Page text:
——
How to make sure you’re using it right
First things first you’ll want to know if your machine can decarboxylate cannabis or if you’ll need to do this before placing the cannabis in the machine. If the machine doesn’t perform this step, then find the recipe you want to make and decarboxylate the amount of flower you need.
Most home infusers include a cup or pod-like receptacle for placing the cannabis flower inside the machine, as well as an interior basin for the fat. In most cases, after placing the flower in the receptacle, you’ll select the time and temperature needed and that’s it. Some infusers even have default settings that take the guesswork out of it.
Make sure not to overpack the cannabis receptacle, or forget to put the butter or oil in the machine with it.
How much cannabis should you use?
If you’ve never made a home infusion before, it’s a good idea to start out with a basic cannabutter or THC oil recipe (coconut is a great option). Most infusion machine companies include these recipes on their websites. With your first batch, it’s a good idea to follow one of these recipes, and consider even putting a little less than the recommended amount of cannabis.
For instance, on the Magical Butter website, the infusion machine company has a recipe for cannabis butter that calls for 7 to 14 grams of cannabis and a cup (227 grams) of butter. You could try aiming for the lower end, or even a little less and use just five grams until you can gauge the strength. The potency also depends on the strength of the marijuana used. Edibles have a powerful effect and a long, sustained sensation. You should be perfectly fine using a moderately strong strain or even a milder one.
Two of the top home infusing machines
The LEVO II
The LEVO II is the second incarnation of the LEVO, a countertop home infusion machine that decarboxylates the herb inside the machine, making it one of the most convenient options on the market.
The LEVO II boasts a sleek, attractive design and comes in several colors (jet, meyer, alpin, robin, cayenne). It has three main settings – activate (decarboxylation), dry (for drying herbs), and infusion. There are default temperature settings but the company also includes a handy online calculator on their website that will tell you the precise temperature and time you need depending on the fat you are using.
The LEVO II also comes with a “gravity dispenser” which reduces air bubbles and moisture, helping boost the shelf life of the finished product.
The LEVO does have a somewhat smaller capacity though – the “power pod” only holds up to 14 grams of cannabis, though this should be enough to make a solid batch of infused oil or butter.
——
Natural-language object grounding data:
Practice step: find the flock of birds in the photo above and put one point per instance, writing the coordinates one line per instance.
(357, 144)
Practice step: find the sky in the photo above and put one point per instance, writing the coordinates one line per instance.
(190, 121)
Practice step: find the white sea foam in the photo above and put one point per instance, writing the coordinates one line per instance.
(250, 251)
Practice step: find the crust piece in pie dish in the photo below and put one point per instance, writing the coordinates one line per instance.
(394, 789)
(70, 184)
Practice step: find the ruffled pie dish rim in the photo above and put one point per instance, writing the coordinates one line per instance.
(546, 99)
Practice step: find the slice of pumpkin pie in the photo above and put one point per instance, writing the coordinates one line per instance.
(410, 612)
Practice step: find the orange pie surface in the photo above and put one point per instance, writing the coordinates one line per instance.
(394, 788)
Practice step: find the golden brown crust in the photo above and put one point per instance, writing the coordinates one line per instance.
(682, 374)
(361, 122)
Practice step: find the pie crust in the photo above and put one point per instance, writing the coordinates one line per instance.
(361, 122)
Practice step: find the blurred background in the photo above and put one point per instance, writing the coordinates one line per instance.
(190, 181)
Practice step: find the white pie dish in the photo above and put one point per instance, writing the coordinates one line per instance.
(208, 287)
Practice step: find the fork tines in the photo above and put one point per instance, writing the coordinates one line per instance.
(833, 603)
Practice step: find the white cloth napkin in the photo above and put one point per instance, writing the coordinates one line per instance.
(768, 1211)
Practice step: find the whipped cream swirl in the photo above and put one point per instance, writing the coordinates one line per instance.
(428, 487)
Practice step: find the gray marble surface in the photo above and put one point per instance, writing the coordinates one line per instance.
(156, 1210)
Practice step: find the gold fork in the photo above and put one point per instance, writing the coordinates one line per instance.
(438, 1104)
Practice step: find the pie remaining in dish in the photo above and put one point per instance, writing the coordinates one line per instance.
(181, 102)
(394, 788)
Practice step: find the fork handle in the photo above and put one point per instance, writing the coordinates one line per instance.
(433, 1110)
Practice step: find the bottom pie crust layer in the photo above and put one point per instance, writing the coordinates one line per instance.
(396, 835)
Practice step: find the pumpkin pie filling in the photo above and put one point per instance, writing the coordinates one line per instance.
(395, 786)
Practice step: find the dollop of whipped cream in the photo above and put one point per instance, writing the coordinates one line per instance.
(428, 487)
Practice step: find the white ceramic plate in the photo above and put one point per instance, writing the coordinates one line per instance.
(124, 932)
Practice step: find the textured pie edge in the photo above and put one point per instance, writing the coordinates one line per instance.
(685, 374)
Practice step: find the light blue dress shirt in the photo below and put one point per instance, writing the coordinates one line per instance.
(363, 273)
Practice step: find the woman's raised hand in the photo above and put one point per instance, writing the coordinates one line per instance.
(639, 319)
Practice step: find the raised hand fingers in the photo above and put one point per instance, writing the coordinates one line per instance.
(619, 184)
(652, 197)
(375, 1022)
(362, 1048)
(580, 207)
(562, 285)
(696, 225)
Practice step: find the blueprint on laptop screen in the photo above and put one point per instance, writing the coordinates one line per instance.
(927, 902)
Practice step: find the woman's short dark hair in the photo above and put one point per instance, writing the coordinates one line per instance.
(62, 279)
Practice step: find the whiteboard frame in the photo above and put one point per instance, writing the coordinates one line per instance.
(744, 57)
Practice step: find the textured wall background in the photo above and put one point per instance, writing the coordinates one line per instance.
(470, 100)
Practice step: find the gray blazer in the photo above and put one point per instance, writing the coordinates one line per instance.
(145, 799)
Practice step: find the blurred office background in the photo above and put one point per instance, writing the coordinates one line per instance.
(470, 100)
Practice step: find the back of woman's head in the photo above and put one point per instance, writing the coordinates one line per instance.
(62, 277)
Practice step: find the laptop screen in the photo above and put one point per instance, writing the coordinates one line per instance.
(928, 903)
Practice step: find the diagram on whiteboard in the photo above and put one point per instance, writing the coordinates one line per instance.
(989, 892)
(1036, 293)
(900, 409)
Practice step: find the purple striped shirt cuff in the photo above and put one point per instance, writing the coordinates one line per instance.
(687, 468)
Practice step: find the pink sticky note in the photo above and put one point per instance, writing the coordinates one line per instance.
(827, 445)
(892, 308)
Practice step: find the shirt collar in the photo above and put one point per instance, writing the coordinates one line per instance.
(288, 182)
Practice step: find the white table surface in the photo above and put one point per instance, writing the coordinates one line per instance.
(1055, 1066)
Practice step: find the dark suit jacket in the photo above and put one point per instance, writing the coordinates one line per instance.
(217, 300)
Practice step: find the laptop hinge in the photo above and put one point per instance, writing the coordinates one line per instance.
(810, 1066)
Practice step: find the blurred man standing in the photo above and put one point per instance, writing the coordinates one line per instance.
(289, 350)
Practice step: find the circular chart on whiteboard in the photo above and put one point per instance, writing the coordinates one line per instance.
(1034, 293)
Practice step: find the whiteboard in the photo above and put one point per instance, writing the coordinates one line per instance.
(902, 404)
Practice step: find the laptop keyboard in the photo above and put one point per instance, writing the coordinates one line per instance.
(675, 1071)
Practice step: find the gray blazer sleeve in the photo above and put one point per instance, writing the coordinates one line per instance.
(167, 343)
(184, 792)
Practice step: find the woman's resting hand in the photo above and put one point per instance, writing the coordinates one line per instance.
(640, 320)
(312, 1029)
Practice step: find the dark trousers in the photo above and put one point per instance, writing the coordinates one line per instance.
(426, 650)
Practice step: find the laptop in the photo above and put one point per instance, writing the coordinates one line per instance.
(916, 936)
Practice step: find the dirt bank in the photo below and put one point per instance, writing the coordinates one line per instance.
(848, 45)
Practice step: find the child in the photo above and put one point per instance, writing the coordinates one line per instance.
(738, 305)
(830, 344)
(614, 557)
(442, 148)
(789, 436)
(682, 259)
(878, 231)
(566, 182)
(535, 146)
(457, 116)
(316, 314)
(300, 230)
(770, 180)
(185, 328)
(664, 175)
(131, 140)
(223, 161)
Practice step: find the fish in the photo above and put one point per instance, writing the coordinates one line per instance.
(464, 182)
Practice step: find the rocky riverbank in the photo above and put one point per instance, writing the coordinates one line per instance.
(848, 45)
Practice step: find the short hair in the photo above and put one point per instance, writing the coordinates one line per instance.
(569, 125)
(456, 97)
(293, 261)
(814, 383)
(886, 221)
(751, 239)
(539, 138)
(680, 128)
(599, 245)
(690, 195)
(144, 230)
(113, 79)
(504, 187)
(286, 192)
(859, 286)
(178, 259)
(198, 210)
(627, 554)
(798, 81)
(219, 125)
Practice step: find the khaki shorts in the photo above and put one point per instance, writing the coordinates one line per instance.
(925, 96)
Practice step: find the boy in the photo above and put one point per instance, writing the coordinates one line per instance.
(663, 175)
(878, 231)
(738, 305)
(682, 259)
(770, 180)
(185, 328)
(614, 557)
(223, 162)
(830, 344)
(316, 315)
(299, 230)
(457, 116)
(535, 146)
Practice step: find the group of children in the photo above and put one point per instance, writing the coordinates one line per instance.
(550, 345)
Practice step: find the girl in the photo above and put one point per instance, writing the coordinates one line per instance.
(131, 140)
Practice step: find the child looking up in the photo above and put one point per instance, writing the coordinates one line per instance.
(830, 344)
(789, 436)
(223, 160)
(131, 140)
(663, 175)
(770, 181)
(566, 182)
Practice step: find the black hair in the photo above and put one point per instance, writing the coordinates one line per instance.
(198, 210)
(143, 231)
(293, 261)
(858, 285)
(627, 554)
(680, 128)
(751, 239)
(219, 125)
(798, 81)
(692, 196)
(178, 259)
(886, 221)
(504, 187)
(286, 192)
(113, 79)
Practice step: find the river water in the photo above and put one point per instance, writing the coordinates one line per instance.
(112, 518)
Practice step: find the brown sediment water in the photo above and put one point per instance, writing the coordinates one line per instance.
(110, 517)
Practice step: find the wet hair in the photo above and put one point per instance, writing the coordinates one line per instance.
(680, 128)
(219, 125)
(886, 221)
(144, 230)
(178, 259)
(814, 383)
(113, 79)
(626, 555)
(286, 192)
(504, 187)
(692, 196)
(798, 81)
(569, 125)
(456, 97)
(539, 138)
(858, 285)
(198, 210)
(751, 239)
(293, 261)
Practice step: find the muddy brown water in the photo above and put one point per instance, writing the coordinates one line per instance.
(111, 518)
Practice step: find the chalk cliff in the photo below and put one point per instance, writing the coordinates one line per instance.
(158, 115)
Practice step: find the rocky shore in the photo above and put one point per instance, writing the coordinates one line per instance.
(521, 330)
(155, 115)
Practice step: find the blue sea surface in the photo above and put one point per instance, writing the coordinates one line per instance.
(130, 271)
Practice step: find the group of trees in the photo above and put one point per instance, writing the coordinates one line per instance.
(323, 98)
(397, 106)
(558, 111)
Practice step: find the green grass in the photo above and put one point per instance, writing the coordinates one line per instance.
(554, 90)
——
What you need to do:
- A) Print the part of the article on home cannabis infusers starting with "For instance, on" and going on through "on the market.".
- B) Sum up the article on home cannabis infusers in two sentences.
- C) Go on with the article on home cannabis infusers from where it stops.
These lines are separate material and are not part of the article on home cannabis infusers.

Results by task:
- A)
For instance, on the Magical Butter website, the infusion machine company has a recipe for cannabis butter that calls for 7 to 14 grams of cannabis and a cup (227 grams) of butter. You could try aiming for the lower end, or even a little less and use just five grams until you can gauge the strength. The potency also depends on the strength of the marijuana used. Edibles have a powerful effect and a long, sustained sensation. You should be perfectly fine using a moderately strong strain or even a milder one.
Two of the top home infusing machines
The LEVO II
The LEVO II is the second incarnation of the LEVO, a countertop home infusion machine that decarboxylates the herb inside the machine, making it one of the most convenient options on the market.

- B) Home cannabis infusers usually hold the flower in a pod-like receptacle and the fat in an interior basin, and first-timers are advised to follow a basic cannabutter or oil recipe from the maker's website while using a little less cannabis than recommended. The LEVO II decarboxylates inside the machine, has activate, dry, and infusion settings plus a gravity dispenser, and its power pod holds up to 14 grams of cannabis.

- C)
The Magical Butter Machine
The Magical Butter Machine bills itself as “the world’s first countertop Botanical Extractor” and it’s a long-time favorite of home infusers for making butters, oils, lotions, and tinctures.
The machine grinds the flower and then heats and extracts the cannabis into the fat of your choice according to the temperature and time you set. The machine has four different temperature settings and four timers, each of which corresponds to the preparations of a different infusion.
The machine also comes with a self-cleaning option that makes cleaning a cinch.
Buy the Magical Butter Machine
The Magical Butter Machine does not decarboxylate cannabis, so this requires an additional step before infusing. Beginning this summer, the company plans to start selling a “DecarBox Thermometer” combo pack to make this step easier.
The Magical Butter Machine can infuse a much larger amount of cannabis than the LEVO II however – up to 1 oz of flower per infusion batch. This makes it somewhat more suited for people who plan to make big batches.
Incredible edibles — from your home kitchen
Having your own supply of cannabutter or cannabis oil in the house means any time you want to whip up a small batch of edibles, you just need to add a dab of the infusion to the recipe, and you’re in business.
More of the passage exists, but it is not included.